▶ [EXTRAHIERTER TEXT]:
————————

Heute in den Feuilletons

Eigenständige Kopfmodernisierung

Die kommentierte Kulturpresseschau. Wochentags um 9 Uhr, sonnabends um 10 Uhr.
27.02.2012. Retromanie in Hollywood: Die Oscars gehen an eine französische Hommage an den amerikanischen Stummfilm, an eine amerikanische Hommage an Lumière und Mélies und an die eiserne Lady.  Die Welt erklärt, was Westalgie ist. Die FAZ lässt sich vom Vegetarismus nicht überzeugen. In der taz porträtiert Gabriele Goettle den Soziologen Wilhelm Heitmeyer. Die NZZ spürt dem Unbehagen am Copyright nach.

Weitere Medien, 27.02.2012

Großer Absahner bei den Oscars gestern abend war "The Artist": Er gewann Preise für die beste Filmmusik, beste Regie (Michel Hazanavicius), besten Hauptdarsteller (Jean Dujardin) und schließlich besten Film. Den Oscar für die beste weiblich Hauptrolle erhielt Meryl Streep, für die beste weibliche Nebenrolle Octavia Spencer und für die beste männliche Nebenrolle Christopher Plummer. Als bester nicht-englischsprachiger Film wurde Asghar Farhadis "Nader und Simin" ausgezeichnet. Fünf Oscars gingen an Martin Scorseses "Hugo", aber nur in Nebenkategorien (Kamera, Spezialeffekte, Szenenbild, Tonschnitt und Tonmischung), meldet Spiegel online.

Gawkers Brian Moylan hat sich bei der Preisverleihung gelangweilt wie nie: Die Preise gingen hauptsächlich an französische Filme, gähn. Und Meryl Streep ist toll, aber, "it's all so safe. It's all so, well, old. It's like those girls in costumes handing out olde tyme snacks down the aisle during the commercial breaks. It's like trotting out Billy Crystal for another go round. It's like giving all the trophies to Harvey Weinstein and Martin Scorsese and all the other old white guys."

Die imdb hat natürlich schon alle Fotos vom roten Teppich online gestellt. Am schönsten: Meryl Streep, Octavia Spencer und Milla Jovovich.

————————

▶ [AUFGABENSTELLUNG]: Zähle alle Kategorien auf, in denen Martin Scorseses „Hugo“ laut der Presseschau einen Oscar erhielt.

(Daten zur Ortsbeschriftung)
————————

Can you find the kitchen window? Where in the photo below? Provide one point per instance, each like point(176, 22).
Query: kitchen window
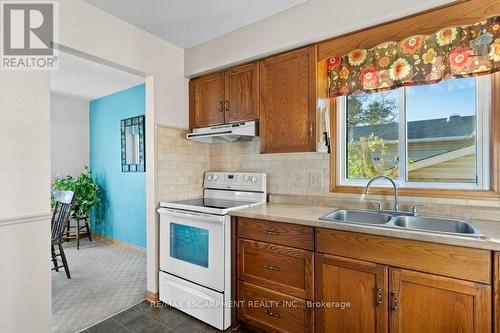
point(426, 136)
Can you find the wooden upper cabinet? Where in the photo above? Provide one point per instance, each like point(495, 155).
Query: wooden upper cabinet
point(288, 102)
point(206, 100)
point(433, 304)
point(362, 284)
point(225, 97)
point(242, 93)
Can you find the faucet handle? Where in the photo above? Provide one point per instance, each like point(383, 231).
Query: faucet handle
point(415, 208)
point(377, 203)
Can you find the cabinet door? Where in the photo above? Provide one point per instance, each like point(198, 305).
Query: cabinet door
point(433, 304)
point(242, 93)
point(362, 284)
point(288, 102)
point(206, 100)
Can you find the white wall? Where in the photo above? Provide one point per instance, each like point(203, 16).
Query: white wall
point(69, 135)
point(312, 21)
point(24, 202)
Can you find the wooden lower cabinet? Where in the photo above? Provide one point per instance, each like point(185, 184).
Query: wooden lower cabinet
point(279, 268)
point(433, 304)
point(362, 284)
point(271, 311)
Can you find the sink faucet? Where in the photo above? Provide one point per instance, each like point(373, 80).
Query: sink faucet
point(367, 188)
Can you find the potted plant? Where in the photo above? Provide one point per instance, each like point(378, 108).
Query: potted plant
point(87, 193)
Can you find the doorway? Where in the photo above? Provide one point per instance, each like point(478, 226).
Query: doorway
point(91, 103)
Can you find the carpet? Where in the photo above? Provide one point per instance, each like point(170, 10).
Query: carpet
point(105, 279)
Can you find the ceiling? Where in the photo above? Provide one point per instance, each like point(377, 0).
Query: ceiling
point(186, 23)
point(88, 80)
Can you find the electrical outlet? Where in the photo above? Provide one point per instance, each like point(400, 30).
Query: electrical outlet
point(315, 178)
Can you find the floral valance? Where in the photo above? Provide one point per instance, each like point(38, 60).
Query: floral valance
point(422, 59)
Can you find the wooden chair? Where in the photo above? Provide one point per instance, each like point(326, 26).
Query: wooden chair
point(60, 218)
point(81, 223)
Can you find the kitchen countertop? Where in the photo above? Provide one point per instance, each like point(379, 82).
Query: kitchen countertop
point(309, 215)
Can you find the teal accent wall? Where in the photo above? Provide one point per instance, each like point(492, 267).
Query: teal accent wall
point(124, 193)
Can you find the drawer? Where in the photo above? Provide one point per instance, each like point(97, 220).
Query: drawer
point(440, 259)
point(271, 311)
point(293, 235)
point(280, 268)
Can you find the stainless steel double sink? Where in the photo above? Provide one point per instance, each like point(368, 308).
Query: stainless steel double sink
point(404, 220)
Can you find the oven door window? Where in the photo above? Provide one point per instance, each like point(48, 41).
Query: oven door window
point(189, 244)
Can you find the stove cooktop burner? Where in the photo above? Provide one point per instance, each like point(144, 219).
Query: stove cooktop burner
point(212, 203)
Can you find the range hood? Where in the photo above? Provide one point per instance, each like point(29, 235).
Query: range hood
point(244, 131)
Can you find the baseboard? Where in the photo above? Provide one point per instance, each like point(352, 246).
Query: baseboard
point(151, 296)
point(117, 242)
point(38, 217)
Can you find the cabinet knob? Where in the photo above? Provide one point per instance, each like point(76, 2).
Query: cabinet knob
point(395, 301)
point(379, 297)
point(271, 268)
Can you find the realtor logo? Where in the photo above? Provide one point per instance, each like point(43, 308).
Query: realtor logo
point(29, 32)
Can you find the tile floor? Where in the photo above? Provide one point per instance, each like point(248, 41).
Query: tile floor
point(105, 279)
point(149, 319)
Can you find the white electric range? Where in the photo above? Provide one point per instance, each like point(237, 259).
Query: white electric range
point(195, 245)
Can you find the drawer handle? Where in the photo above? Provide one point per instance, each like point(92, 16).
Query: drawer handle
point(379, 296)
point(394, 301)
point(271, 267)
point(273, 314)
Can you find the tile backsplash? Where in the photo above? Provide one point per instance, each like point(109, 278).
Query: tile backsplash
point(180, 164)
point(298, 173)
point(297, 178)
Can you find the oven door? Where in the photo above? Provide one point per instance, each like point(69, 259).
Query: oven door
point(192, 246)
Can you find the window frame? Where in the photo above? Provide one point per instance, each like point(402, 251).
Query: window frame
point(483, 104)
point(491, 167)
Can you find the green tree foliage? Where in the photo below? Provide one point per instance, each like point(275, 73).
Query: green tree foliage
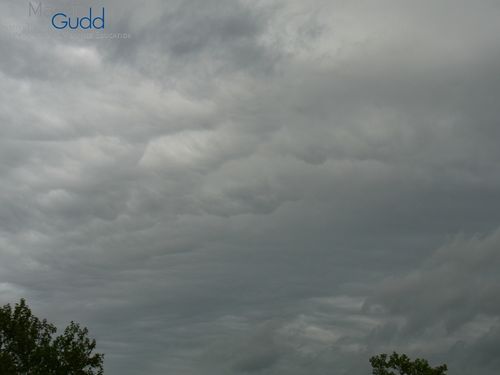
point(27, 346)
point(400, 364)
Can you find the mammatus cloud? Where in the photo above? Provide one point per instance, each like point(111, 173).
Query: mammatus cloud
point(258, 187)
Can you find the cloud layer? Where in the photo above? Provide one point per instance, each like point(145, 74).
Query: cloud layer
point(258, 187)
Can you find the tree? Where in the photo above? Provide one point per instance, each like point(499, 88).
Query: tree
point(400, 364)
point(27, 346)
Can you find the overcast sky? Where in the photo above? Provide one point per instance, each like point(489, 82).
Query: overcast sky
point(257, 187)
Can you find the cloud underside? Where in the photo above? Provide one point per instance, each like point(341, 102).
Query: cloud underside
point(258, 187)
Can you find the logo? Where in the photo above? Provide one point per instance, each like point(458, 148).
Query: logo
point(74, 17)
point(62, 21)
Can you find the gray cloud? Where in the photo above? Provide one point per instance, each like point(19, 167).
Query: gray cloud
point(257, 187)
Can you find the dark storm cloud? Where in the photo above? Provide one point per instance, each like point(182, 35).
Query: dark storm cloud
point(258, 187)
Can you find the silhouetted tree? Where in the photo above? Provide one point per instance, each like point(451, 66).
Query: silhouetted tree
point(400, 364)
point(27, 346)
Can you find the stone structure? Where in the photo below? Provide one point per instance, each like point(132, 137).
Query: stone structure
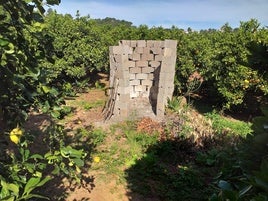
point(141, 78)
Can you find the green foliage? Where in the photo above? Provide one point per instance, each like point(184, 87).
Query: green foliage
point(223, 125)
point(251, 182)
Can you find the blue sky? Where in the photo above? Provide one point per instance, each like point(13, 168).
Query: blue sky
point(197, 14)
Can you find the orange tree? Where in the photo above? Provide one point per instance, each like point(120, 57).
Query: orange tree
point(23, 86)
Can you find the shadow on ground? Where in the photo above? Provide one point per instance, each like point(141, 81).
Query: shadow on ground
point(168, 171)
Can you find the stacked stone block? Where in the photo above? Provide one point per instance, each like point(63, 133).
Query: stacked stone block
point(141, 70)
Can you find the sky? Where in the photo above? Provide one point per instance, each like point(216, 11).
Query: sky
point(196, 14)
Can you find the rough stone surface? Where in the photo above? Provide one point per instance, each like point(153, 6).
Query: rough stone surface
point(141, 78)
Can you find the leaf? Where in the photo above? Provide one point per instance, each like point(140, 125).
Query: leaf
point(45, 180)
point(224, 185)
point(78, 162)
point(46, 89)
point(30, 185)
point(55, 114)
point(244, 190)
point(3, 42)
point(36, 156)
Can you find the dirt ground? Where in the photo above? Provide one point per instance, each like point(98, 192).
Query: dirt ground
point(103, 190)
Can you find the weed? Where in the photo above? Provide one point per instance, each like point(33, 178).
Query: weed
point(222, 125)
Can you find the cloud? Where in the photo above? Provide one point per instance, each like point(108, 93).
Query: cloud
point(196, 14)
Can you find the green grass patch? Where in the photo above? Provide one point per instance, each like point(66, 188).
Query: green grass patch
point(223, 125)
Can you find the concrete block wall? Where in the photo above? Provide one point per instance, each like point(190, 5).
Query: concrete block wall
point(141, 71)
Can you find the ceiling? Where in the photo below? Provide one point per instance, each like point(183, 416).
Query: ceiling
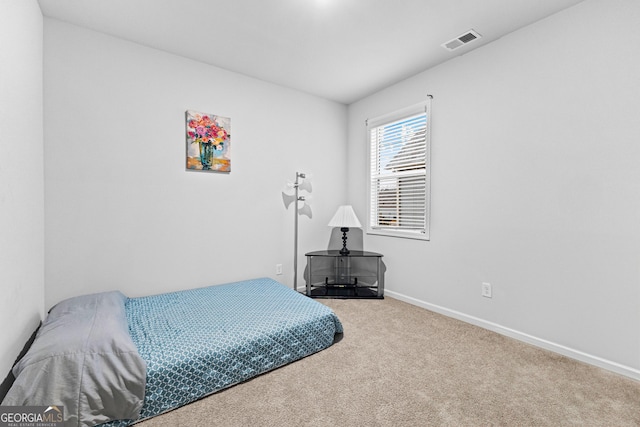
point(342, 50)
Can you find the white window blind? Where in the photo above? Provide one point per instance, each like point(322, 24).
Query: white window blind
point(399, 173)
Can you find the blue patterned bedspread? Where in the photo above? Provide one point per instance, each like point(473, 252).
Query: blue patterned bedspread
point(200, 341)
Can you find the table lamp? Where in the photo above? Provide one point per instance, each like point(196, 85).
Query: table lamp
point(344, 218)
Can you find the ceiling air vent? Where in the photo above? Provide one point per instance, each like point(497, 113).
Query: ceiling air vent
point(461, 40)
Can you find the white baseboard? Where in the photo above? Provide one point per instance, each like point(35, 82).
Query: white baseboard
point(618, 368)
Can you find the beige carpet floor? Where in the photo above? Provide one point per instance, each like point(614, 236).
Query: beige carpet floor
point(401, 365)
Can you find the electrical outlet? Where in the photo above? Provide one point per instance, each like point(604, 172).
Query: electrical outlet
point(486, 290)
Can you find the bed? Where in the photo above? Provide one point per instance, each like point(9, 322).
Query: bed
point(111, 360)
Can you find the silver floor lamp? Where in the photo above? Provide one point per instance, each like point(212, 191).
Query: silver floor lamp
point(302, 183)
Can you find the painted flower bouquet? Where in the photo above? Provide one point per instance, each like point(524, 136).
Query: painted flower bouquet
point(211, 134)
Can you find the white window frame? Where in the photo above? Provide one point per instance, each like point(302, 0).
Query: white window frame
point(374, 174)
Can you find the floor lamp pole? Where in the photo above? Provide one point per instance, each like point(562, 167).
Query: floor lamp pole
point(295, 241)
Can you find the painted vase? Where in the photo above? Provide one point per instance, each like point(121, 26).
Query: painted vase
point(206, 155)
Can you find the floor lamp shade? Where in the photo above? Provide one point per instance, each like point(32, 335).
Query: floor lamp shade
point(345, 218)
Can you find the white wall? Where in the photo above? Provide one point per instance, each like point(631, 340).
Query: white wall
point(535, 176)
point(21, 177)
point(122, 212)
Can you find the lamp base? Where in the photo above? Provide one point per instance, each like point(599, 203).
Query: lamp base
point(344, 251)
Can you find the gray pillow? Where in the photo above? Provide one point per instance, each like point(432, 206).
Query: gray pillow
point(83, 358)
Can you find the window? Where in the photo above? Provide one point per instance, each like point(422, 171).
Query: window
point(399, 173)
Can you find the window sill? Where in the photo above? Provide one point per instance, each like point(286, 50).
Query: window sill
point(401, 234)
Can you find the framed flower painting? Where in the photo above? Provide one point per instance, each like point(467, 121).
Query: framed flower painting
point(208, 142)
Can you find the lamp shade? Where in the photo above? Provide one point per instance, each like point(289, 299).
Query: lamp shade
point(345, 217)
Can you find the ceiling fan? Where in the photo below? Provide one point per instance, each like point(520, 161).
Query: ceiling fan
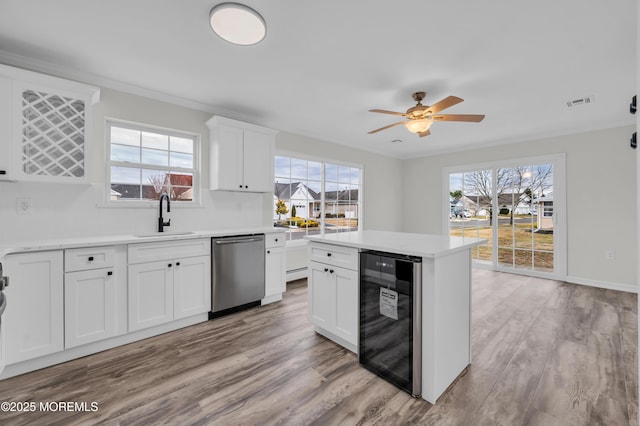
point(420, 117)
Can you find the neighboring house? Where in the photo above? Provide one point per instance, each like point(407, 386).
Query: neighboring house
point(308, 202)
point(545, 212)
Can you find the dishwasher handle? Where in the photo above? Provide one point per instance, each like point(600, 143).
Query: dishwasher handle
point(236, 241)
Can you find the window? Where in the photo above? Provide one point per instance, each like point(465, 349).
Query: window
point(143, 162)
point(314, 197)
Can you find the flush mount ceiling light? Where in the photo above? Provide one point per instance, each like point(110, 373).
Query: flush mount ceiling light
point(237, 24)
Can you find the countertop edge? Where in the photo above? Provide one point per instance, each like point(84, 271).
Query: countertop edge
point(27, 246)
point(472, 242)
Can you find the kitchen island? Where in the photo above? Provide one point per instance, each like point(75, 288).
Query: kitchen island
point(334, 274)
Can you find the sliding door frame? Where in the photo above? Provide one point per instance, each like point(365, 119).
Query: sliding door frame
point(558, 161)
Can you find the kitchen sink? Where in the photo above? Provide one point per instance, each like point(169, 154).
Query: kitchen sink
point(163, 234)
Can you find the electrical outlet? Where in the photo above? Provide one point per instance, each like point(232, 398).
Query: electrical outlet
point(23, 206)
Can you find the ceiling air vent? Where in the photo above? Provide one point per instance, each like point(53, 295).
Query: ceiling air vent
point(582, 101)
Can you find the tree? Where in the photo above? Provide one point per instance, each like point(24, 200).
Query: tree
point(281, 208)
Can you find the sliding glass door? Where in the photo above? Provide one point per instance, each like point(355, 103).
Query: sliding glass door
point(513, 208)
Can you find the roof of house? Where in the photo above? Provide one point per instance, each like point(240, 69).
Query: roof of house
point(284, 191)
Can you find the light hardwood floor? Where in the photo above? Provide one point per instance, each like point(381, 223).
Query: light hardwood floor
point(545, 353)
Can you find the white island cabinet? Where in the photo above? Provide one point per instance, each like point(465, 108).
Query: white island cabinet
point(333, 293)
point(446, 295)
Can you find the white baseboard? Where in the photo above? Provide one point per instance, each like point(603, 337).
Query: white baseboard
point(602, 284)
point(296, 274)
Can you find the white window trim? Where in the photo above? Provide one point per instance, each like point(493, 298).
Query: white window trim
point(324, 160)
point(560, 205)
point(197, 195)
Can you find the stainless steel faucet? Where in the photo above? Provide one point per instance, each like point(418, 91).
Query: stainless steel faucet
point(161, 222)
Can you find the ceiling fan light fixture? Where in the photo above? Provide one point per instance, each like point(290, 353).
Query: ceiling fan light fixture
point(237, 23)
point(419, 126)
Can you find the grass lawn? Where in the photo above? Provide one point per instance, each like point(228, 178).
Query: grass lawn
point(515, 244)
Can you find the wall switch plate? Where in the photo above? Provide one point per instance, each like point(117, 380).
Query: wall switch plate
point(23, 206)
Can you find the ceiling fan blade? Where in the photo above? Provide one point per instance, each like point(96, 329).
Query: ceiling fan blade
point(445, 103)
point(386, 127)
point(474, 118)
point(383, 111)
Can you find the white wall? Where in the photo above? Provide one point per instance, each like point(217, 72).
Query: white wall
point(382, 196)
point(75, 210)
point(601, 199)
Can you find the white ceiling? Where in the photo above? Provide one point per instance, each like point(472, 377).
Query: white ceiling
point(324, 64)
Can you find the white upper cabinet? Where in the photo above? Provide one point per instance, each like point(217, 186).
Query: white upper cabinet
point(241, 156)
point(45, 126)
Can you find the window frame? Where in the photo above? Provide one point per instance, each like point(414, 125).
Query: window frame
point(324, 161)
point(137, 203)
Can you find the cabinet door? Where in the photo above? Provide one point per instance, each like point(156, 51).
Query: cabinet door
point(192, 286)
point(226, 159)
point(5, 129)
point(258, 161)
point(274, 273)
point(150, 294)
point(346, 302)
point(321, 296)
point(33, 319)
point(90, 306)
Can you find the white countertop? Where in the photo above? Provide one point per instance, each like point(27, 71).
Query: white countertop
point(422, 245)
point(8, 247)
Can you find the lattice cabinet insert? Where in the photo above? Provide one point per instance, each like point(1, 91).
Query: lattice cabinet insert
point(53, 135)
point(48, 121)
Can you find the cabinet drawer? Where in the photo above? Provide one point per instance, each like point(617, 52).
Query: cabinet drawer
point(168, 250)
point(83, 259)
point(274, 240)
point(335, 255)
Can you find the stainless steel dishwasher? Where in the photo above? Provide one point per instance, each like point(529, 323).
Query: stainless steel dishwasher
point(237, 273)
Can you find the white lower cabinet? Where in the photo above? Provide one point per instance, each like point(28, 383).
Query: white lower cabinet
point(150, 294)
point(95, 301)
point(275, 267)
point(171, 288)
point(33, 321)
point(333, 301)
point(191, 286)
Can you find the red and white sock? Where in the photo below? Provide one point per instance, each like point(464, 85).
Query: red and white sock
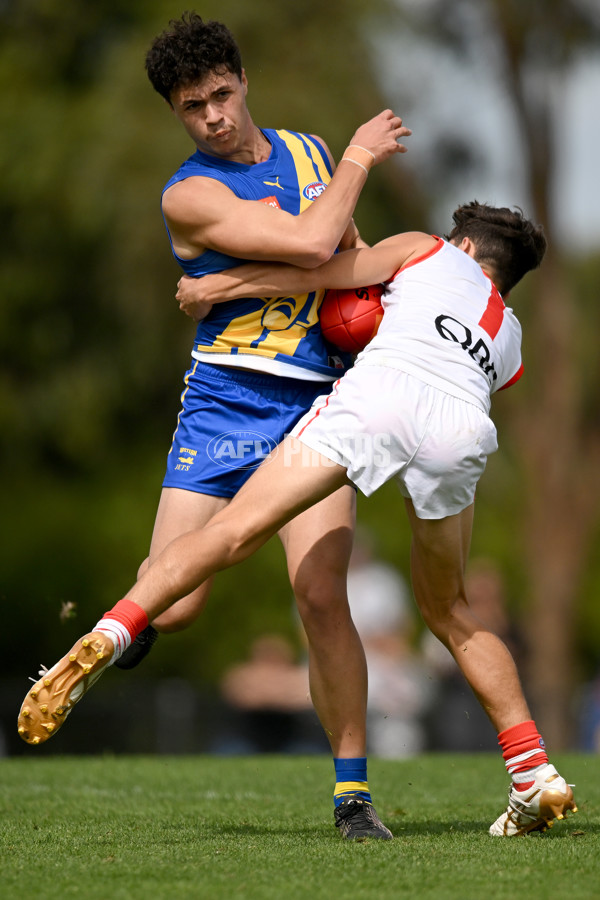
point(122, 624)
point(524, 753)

————————

▶ [BEARBEITETE AUFGABE]: Kamera, Spezialeffekte, Szenenbild, Tonschnitt, Tonmischung